Tâche à accomplir: Poursuivez l'extrait sur le rôle du Saint-Siège et le sort des immeubles consacrés au culte, en enchaînant après sa dernière phrase.

Extrait:
-.-.-
Pour ce qui est de moi, j'estime qu'actuellement, c'est une question qui
relève exclusivement du Saint-Siège ; lui seul a la sagesse
et l'autorité pour la résoudre et peut en penser quelque
chose. Je vais incessamment partir pour Rome où, éclairé
par chaque évêque sur la situation respective de chaque diocèse,
le Saint-Père, qui, je crois le savoir, est très inquiet
des conséquences que peut avoir cet événement, donnera
à chacun de nous des instructions particulières pour la région
placée sous sa tutelle ; il ordonnera en même temps sur la
location ou l'abandon des immeubles consacrés au culte.
-.-.-
Entrées répertoriées:
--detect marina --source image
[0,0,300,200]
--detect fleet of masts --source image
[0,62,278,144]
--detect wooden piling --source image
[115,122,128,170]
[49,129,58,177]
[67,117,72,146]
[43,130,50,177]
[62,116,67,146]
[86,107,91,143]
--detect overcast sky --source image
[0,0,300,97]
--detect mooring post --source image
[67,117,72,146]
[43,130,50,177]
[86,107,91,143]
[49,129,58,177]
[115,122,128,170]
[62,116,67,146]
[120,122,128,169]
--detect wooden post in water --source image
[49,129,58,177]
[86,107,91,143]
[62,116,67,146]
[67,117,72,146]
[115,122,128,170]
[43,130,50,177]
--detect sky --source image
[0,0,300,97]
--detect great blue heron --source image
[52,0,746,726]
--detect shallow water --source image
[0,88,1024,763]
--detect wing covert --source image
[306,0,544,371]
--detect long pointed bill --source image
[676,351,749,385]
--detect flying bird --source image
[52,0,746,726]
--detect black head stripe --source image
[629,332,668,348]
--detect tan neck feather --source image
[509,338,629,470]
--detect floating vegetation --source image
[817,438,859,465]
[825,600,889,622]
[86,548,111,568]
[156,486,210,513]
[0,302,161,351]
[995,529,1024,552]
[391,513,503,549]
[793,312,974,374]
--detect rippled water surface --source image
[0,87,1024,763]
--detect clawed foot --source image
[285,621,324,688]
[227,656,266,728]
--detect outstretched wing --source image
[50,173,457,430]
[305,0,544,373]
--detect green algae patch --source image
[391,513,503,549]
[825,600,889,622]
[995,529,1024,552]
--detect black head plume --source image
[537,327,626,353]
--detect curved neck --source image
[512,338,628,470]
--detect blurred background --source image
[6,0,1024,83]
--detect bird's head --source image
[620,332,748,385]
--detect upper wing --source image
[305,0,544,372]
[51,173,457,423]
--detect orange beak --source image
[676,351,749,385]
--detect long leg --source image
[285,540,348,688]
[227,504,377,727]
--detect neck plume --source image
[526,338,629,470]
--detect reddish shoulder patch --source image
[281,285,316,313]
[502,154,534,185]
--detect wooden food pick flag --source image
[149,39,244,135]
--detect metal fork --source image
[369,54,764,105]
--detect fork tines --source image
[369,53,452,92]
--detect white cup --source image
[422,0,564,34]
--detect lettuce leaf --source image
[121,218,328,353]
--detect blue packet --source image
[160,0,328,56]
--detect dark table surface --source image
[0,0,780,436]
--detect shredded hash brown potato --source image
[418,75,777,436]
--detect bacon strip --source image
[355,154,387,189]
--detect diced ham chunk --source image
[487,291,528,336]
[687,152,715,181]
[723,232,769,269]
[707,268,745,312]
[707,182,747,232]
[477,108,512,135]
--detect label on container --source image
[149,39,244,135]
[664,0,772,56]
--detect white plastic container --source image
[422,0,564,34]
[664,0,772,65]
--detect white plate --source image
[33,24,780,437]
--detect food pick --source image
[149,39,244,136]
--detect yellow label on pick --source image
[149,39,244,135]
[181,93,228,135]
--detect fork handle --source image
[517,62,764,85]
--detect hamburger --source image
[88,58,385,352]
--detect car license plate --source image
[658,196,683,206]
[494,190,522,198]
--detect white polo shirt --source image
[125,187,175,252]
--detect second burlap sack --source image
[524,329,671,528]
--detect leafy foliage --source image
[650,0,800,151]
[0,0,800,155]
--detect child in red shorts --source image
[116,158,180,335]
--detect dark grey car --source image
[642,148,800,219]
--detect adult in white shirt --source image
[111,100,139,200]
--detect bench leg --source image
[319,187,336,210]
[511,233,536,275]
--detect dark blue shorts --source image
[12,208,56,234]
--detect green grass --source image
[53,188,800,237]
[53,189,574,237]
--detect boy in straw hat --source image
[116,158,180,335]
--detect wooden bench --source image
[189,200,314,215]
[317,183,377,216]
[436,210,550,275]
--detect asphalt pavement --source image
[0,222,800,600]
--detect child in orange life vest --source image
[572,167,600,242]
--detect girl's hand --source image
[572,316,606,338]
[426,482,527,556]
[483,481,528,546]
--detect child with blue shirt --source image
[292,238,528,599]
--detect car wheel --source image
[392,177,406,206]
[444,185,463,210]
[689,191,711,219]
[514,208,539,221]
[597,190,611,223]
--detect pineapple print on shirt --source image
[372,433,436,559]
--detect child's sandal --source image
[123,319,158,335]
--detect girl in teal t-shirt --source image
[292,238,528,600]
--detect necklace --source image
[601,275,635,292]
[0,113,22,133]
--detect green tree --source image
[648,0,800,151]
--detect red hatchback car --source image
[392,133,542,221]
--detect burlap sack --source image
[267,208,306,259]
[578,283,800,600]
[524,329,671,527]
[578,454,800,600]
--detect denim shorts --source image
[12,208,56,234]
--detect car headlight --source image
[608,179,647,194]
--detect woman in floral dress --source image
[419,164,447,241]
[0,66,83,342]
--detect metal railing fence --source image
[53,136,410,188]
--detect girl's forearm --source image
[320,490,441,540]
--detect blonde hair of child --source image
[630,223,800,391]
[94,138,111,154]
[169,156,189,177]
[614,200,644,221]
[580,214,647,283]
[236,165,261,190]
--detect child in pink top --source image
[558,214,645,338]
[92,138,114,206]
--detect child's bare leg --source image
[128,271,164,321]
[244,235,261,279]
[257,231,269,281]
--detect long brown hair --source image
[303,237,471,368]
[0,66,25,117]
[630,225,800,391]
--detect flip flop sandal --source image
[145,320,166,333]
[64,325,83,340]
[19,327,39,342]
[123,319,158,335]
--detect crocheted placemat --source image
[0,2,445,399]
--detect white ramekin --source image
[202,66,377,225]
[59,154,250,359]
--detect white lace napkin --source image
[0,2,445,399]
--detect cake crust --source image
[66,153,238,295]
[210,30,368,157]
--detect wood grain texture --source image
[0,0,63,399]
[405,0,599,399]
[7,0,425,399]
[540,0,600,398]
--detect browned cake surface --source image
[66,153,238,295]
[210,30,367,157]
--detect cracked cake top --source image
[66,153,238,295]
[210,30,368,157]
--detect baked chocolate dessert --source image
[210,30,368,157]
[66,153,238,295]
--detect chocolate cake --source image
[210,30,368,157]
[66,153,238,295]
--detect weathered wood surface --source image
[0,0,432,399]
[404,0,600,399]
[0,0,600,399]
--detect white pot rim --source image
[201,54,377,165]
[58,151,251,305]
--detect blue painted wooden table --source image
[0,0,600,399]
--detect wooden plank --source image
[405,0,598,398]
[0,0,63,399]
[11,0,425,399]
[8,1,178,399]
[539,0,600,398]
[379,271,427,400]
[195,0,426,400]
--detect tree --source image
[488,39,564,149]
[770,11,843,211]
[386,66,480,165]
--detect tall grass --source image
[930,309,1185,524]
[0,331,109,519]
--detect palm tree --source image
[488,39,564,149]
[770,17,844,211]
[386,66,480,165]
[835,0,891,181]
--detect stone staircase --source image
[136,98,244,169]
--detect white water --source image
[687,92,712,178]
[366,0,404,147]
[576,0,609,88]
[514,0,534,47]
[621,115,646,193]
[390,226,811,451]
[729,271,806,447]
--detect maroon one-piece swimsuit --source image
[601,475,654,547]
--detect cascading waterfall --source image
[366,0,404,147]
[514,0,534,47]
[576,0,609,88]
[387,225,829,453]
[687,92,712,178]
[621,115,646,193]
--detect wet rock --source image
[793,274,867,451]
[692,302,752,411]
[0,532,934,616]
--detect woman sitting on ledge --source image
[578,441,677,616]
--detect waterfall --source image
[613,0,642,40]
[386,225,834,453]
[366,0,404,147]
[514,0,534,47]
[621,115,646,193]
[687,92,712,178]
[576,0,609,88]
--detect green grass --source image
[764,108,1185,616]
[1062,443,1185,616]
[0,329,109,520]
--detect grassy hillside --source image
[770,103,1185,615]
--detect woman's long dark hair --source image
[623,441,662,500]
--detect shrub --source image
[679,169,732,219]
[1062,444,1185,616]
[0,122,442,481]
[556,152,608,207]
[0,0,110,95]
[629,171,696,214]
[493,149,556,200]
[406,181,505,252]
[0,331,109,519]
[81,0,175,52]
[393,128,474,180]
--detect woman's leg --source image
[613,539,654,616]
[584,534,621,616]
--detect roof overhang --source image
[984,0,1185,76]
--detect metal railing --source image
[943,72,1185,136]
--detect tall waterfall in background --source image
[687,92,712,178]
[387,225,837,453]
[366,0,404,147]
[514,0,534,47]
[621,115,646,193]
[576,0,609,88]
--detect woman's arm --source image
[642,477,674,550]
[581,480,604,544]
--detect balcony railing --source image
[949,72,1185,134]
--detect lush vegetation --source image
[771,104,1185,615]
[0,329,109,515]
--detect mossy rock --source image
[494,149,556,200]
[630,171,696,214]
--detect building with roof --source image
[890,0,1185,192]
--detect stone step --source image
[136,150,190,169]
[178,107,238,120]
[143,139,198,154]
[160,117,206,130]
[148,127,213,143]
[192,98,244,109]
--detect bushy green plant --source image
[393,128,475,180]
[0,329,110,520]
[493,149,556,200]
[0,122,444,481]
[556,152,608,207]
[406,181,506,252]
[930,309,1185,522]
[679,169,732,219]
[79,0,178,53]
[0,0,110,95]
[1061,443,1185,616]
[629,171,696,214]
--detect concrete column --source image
-.-.-
En réponse:
"Certains journaux ont cru devoir, à ce propos,
faire un référendum : "Doit-on louer, ne doit-on pas louer
les églises ?" Tout cela, élaboré par la presse, ne
signifie pas grand-chose et n'aboutit à rien. Ce qu'il faut, c'est
attendre les instructions du pape et s'y conformer.
"L'Église a vu bien d'autre épreuves
elle les a subies et en a triomphé ; s'il plaît à Dieu,
elle subira celle-ci, et, assurément, elle en triomphera. Voilà,
Monsieur, tout ce que je puis vous dire".